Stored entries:
----

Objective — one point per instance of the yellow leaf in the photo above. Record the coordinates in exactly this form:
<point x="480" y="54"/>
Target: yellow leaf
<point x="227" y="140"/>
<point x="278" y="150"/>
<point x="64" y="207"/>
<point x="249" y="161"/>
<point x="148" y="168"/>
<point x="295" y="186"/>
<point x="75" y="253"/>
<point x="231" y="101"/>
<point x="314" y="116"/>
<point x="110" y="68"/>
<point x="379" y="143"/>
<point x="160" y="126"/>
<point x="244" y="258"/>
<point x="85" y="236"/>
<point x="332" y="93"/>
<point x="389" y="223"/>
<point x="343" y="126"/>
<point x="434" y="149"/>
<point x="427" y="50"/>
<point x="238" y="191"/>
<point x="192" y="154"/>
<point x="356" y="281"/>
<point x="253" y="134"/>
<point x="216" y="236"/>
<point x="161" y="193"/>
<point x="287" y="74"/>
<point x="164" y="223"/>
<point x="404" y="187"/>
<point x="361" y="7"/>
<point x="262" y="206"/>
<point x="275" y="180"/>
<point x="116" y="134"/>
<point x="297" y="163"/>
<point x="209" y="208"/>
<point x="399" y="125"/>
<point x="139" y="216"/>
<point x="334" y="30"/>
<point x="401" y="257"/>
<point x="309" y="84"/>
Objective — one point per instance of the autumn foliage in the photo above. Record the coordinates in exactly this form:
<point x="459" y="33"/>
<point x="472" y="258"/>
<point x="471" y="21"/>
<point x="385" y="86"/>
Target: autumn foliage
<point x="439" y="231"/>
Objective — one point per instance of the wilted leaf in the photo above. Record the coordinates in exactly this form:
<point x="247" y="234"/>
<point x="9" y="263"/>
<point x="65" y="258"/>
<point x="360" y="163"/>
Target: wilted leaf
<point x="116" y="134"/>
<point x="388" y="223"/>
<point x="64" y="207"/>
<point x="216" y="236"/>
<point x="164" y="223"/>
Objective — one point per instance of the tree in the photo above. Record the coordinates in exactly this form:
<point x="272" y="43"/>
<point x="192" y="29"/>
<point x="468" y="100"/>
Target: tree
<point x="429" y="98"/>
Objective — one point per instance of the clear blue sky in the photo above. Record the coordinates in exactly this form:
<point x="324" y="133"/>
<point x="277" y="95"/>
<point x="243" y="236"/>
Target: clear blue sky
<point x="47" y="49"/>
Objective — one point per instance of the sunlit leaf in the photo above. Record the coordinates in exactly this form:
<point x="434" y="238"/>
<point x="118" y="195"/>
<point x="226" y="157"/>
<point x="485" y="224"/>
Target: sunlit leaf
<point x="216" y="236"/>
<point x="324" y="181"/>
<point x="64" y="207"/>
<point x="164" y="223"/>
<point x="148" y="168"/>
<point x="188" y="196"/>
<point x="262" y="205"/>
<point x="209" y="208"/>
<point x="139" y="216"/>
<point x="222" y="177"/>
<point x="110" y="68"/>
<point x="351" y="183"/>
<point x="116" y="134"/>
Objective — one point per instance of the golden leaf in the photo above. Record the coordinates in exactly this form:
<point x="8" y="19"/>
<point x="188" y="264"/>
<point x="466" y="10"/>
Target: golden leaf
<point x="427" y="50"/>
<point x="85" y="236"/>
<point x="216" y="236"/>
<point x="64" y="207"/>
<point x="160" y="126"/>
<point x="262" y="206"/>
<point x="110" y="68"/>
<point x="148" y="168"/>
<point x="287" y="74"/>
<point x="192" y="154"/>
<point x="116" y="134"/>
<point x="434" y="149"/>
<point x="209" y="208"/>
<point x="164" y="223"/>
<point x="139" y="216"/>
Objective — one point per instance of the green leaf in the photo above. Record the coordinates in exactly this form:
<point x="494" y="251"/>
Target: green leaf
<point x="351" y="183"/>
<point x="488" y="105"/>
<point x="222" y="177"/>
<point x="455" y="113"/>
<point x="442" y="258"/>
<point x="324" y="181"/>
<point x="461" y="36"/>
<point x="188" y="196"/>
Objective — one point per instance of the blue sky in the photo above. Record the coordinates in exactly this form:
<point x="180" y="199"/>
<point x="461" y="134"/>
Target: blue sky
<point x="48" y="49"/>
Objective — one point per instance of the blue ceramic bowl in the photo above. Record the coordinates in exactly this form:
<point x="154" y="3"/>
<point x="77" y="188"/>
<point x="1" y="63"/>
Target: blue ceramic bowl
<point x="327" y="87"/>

----

— What the exercise asks —
All the records, from start to finish, are to be repeated exactly.

— Expected answer —
Objective — one point per instance of the yellow leaf in the photo above. Record the coordinates in exactly this form:
<point x="480" y="54"/>
Target: yellow leaf
<point x="227" y="140"/>
<point x="278" y="150"/>
<point x="64" y="207"/>
<point x="249" y="161"/>
<point x="148" y="168"/>
<point x="295" y="186"/>
<point x="75" y="253"/>
<point x="231" y="101"/>
<point x="314" y="116"/>
<point x="110" y="68"/>
<point x="379" y="143"/>
<point x="160" y="126"/>
<point x="244" y="258"/>
<point x="85" y="236"/>
<point x="332" y="93"/>
<point x="389" y="223"/>
<point x="343" y="126"/>
<point x="434" y="149"/>
<point x="427" y="50"/>
<point x="238" y="191"/>
<point x="192" y="154"/>
<point x="356" y="281"/>
<point x="253" y="134"/>
<point x="216" y="236"/>
<point x="161" y="193"/>
<point x="287" y="74"/>
<point x="164" y="223"/>
<point x="404" y="187"/>
<point x="361" y="7"/>
<point x="262" y="206"/>
<point x="275" y="180"/>
<point x="116" y="134"/>
<point x="297" y="163"/>
<point x="209" y="208"/>
<point x="399" y="125"/>
<point x="139" y="216"/>
<point x="334" y="30"/>
<point x="401" y="257"/>
<point x="309" y="84"/>
Objective — one point per instance of the autumn foliage in the photo above. Record the coordinates in exactly this form:
<point x="459" y="33"/>
<point x="472" y="258"/>
<point x="471" y="21"/>
<point x="385" y="86"/>
Target: autumn foliage
<point x="439" y="231"/>
Objective — one point per instance of the wilted leaf in the photo above. Record the coordinates in exactly this form:
<point x="247" y="234"/>
<point x="9" y="263"/>
<point x="65" y="258"/>
<point x="360" y="163"/>
Target: wilted leaf
<point x="116" y="134"/>
<point x="388" y="223"/>
<point x="64" y="207"/>
<point x="216" y="236"/>
<point x="164" y="223"/>
Objective — one point per instance of the tree in the photo above. Record the coordinates in exactly this form:
<point x="272" y="43"/>
<point x="192" y="29"/>
<point x="468" y="100"/>
Target: tree
<point x="429" y="98"/>
Objective — one point per instance of the clear blue sky in the photo above. Record the coordinates in exactly this form:
<point x="324" y="133"/>
<point x="277" y="95"/>
<point x="243" y="236"/>
Target: clear blue sky
<point x="47" y="49"/>
Objective — one point per instance of the sunlit leaf in the photo above. Record the coordinates in exactly this form:
<point x="434" y="238"/>
<point x="118" y="195"/>
<point x="226" y="157"/>
<point x="485" y="224"/>
Target: sunlit leaf
<point x="216" y="236"/>
<point x="324" y="181"/>
<point x="64" y="207"/>
<point x="164" y="223"/>
<point x="148" y="168"/>
<point x="188" y="196"/>
<point x="262" y="205"/>
<point x="209" y="208"/>
<point x="139" y="216"/>
<point x="222" y="177"/>
<point x="110" y="68"/>
<point x="351" y="183"/>
<point x="116" y="134"/>
Objective — one point per instance of the golden leaf in the photo above. Record the coordinates in exactly this form:
<point x="8" y="19"/>
<point x="188" y="264"/>
<point x="466" y="10"/>
Target: golden leaf
<point x="427" y="50"/>
<point x="85" y="236"/>
<point x="216" y="236"/>
<point x="64" y="207"/>
<point x="160" y="126"/>
<point x="262" y="206"/>
<point x="110" y="68"/>
<point x="148" y="168"/>
<point x="287" y="74"/>
<point x="192" y="154"/>
<point x="116" y="134"/>
<point x="434" y="149"/>
<point x="209" y="208"/>
<point x="164" y="223"/>
<point x="139" y="216"/>
Objective — one point per instance of the green leaf in the photo above. Record the coordinates in exactly this form:
<point x="494" y="251"/>
Target: green leaf
<point x="351" y="183"/>
<point x="488" y="105"/>
<point x="222" y="177"/>
<point x="455" y="113"/>
<point x="442" y="258"/>
<point x="324" y="181"/>
<point x="461" y="36"/>
<point x="188" y="196"/>
Objective — one point per instance of the blue sky in the photo above. Record the coordinates in exactly this form:
<point x="180" y="199"/>
<point x="461" y="134"/>
Target: blue sky
<point x="48" y="49"/>
Objective — one point per instance of the blue ceramic bowl in the photo above. Record the coordinates in exactly this form:
<point x="154" y="3"/>
<point x="77" y="188"/>
<point x="1" y="63"/>
Target: blue ceramic bowl
<point x="327" y="87"/>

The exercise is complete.